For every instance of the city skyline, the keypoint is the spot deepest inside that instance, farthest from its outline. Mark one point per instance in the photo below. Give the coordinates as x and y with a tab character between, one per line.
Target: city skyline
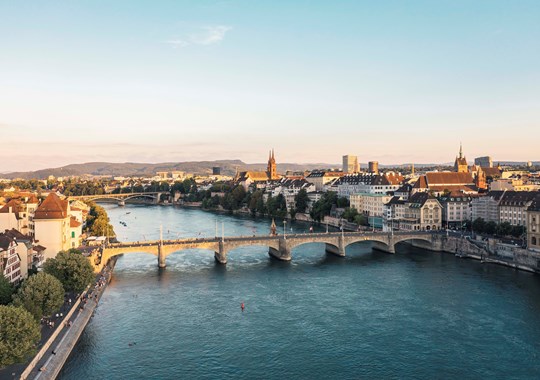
177	81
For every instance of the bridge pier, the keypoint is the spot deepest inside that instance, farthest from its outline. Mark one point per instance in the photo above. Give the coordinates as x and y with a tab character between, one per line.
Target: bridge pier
338	251
283	253
221	255
161	257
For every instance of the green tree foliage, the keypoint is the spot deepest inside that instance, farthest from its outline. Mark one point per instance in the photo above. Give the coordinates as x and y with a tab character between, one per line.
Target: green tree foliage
322	207
41	295
6	290
97	221
301	201
19	335
72	269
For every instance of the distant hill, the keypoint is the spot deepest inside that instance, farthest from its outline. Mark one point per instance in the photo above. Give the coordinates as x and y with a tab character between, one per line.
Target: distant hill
228	167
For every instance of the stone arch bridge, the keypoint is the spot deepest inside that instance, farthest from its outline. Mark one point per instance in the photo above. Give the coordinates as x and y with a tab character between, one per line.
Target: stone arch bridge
280	247
120	198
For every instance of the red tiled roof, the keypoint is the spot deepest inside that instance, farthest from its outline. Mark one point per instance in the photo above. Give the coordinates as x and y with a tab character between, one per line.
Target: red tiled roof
14	203
73	223
449	178
52	208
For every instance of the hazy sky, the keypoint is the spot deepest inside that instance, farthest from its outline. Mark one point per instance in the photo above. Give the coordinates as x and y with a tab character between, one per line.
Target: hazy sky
153	81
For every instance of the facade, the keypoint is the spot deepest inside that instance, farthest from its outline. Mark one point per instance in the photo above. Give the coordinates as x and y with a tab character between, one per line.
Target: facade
533	225
371	205
513	206
290	188
422	212
439	183
10	262
373	167
249	177
350	164
484	162
368	183
456	210
486	207
321	178
460	165
53	226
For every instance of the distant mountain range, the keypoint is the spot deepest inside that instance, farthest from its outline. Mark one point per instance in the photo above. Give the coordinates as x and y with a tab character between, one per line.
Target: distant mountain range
228	167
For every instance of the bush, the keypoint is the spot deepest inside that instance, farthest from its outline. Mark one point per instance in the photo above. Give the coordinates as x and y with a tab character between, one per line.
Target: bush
41	295
72	269
19	335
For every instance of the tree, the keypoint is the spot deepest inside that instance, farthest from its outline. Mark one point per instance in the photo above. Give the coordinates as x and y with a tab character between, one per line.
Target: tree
41	295
301	201
6	290
19	335
479	225
72	269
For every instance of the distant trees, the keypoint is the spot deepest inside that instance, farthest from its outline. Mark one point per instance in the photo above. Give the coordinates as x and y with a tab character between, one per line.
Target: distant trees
41	295
97	221
19	335
6	290
72	269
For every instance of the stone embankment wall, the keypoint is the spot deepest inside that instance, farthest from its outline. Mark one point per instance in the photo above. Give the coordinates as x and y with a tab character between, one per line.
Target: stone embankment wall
491	251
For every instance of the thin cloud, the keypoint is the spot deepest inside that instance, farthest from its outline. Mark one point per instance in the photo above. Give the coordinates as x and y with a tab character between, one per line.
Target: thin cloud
206	35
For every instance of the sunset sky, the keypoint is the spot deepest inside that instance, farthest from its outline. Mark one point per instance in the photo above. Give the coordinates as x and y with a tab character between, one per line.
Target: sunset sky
160	81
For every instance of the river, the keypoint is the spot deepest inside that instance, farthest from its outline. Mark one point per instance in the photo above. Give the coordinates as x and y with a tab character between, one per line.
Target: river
373	315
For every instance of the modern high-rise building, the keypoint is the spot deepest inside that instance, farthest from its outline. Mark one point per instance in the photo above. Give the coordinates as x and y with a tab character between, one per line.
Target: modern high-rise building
484	162
373	167
350	164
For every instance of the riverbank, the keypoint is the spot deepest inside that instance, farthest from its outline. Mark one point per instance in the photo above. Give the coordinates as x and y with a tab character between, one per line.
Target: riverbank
51	358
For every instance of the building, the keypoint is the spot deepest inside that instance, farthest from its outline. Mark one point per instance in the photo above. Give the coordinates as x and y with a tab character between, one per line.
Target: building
373	167
456	210
249	177
10	262
290	188
513	206
439	183
487	206
350	164
460	165
53	225
484	162
368	183
321	178
371	205
422	212
533	225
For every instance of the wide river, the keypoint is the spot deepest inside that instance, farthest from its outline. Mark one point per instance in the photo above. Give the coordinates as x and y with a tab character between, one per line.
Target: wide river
371	315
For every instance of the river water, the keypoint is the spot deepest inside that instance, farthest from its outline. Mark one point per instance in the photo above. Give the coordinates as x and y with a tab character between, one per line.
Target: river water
372	315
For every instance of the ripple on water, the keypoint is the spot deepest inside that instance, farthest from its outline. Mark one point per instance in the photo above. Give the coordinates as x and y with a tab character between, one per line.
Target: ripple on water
415	314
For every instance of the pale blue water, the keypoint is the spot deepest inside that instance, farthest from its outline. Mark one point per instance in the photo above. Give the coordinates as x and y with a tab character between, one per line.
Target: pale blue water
371	315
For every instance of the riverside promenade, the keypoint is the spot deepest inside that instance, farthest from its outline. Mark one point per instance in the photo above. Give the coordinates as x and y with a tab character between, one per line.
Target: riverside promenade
49	362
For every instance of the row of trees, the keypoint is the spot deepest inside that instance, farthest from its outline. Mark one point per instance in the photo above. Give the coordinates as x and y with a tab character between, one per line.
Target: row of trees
41	295
97	221
479	225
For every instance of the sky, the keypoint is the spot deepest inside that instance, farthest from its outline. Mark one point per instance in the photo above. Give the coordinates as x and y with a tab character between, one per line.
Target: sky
166	81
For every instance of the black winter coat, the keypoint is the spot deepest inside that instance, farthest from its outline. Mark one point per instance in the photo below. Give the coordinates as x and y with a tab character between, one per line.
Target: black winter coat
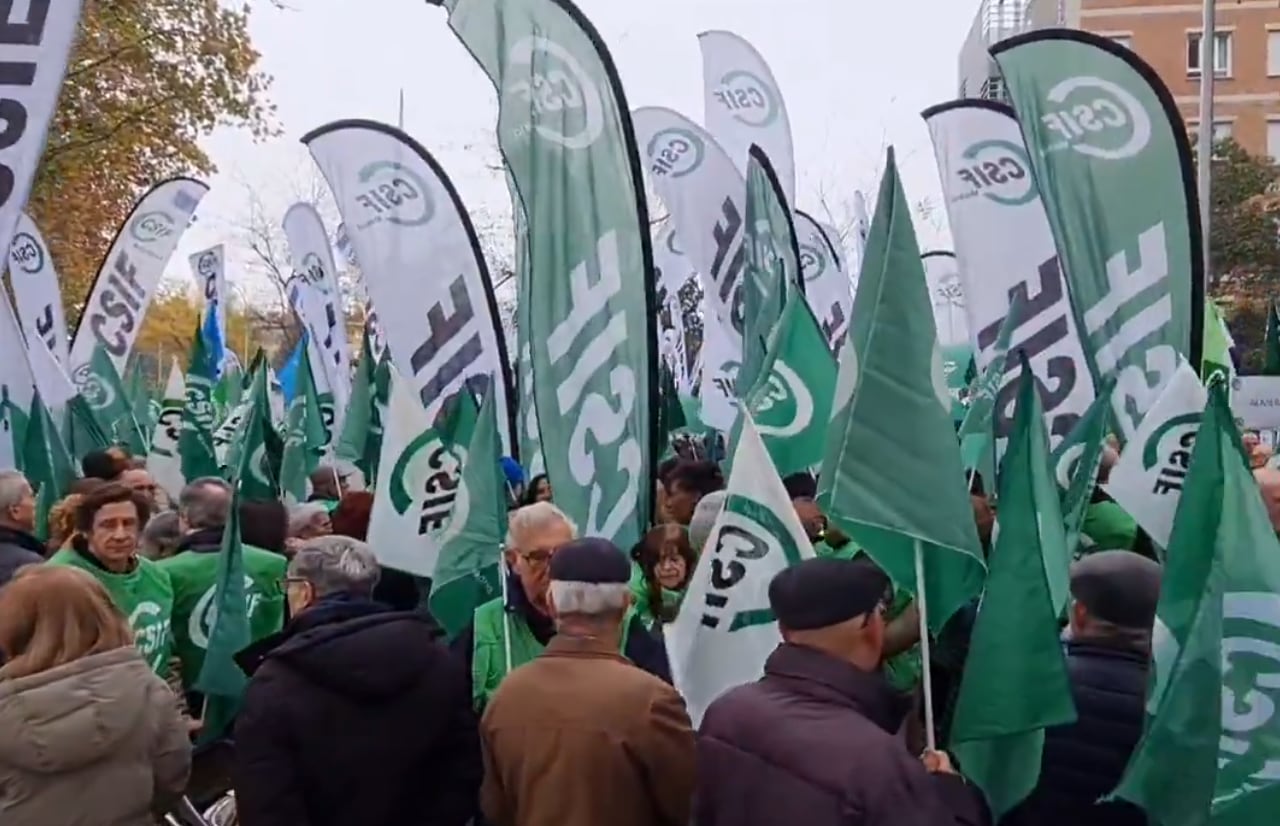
16	551
359	716
1084	761
814	743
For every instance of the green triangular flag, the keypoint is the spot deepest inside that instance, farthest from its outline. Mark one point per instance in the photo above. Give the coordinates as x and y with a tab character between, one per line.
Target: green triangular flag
1211	748
1216	356
1271	345
466	571
46	462
892	475
1015	683
220	679
305	436
771	265
791	401
196	441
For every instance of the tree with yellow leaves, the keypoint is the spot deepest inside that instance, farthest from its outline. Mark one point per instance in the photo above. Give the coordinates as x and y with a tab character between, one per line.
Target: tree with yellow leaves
146	80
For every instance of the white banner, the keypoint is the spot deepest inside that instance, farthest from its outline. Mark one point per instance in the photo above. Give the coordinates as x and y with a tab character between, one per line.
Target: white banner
324	315
33	49
725	630
718	380
132	269
342	242
420	491
309	304
35	290
1256	401
707	197
744	105
826	283
1147	482
421	261
164	462
17	384
1004	247
209	268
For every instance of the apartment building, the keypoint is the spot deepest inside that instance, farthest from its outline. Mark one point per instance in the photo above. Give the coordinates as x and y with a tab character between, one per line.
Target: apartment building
1166	33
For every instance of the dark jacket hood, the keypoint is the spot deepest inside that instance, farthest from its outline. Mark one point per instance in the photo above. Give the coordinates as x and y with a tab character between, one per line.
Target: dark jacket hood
356	647
22	539
204	541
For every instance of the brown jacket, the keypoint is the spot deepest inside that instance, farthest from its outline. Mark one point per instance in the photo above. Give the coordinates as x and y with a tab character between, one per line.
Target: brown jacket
580	736
96	742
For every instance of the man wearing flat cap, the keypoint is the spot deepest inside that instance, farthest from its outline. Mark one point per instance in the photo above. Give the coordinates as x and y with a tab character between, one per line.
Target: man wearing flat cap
511	630
816	740
581	736
1114	597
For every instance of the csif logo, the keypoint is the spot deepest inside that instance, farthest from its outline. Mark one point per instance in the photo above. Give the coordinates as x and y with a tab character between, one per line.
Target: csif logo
749	99
813	261
1096	118
675	153
26	254
565	104
392	192
997	170
92	388
151	227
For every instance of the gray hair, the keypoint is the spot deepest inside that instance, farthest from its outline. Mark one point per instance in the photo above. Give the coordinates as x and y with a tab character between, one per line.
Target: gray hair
302	515
590	599
704	519
536	516
13	488
337	565
205	502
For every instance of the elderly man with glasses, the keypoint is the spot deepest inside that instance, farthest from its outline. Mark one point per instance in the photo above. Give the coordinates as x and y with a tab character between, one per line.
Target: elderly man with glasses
355	713
513	629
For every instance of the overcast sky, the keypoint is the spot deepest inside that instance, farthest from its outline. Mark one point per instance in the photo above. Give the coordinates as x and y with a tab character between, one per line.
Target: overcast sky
855	76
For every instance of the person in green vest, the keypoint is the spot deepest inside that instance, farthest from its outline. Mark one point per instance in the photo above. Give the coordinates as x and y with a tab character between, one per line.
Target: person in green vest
202	511
662	564
511	630
109	521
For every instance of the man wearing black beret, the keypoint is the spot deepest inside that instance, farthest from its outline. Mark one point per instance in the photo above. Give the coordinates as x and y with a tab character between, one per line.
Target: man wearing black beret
816	739
580	735
1114	597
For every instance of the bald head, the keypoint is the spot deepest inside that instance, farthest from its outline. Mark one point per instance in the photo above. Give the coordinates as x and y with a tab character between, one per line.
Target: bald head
1269	484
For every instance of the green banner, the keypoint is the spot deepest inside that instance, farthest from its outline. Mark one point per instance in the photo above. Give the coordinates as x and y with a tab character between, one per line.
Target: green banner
566	135
1109	150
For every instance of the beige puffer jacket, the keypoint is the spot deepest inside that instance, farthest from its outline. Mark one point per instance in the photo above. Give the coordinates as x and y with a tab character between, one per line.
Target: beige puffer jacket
97	742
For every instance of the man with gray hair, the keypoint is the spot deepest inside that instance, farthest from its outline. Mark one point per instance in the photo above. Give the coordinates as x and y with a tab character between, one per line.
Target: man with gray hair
202	510
522	615
353	713
18	544
580	735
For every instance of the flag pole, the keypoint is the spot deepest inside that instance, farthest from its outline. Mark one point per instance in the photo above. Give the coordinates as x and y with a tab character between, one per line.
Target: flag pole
927	679
1205	142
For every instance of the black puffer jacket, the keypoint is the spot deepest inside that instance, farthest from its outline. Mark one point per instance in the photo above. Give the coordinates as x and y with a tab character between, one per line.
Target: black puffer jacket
1086	760
356	716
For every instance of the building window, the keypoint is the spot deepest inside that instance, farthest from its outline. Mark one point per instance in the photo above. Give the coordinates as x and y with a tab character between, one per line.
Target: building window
1221	53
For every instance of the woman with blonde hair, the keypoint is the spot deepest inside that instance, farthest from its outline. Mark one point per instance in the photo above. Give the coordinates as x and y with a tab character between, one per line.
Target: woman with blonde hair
88	734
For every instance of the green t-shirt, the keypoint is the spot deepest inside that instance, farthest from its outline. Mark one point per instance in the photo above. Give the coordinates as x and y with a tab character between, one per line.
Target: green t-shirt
1107	526
145	596
193	575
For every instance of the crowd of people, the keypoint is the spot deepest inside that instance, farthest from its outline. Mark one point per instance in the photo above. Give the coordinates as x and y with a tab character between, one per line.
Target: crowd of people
556	707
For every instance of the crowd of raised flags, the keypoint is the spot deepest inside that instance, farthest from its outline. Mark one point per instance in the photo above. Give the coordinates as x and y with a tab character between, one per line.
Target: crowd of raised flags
1073	311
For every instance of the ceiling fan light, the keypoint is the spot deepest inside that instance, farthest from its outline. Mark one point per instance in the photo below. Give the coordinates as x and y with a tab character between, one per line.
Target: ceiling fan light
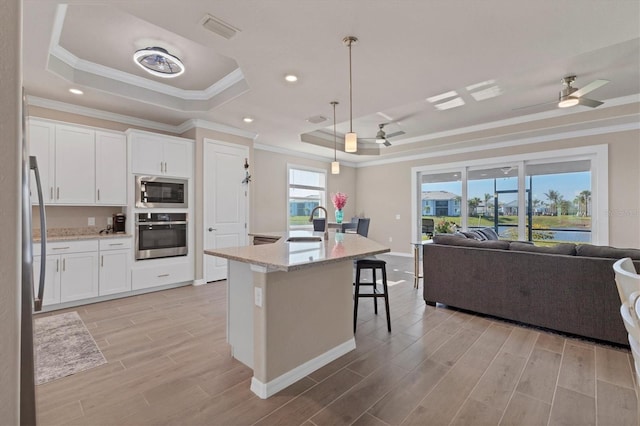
****************
EXERCISE »
Exactly the lines from the top of the listing through the line with "For every instance of the stone arch", and no pictures, should be printed.

FINISHED EXERCISE »
For every instance of the city skyline, the keypoint is the spot deepest inside that instance, farthest from its outline. Mark one point per instance in the photo below. Give the coordinates as x and y with a tab character between, one per line.
Target: city skyline
177	81
For every instance of the bridge pier, the keypoint is the spot deepest inside that instance, farthest from its outline. Mark one point per instance in the photo above. Give the coordinates as x and y with a tab character between, one per line.
Target: bridge pier
338	251
283	253
221	255
161	257
For every instance of the green tree foliage, the keypoint is the spot deepest inside that instance, farthest from its outline. Mark one point per instance in the photo above. Give the coordinates as x and y with a tab character between, one per line.
Target: green tree foliage
322	207
41	295
6	290
97	221
301	201
19	335
72	269
For every instance of the distant hill, the keypoint is the spot deepest inside that instance, farthest from its outline. Mark one point per instance in the photo above. Give the coordinates as x and y with a tab character between, one per line.
Target: distant hill
228	167
For every instance of the stone arch bridge, the keypoint is the spot deepest inside that instance, farthest from its outline. Mark one point per instance in the photo above. Give the coordinates as x and y with a tab character between, one per line.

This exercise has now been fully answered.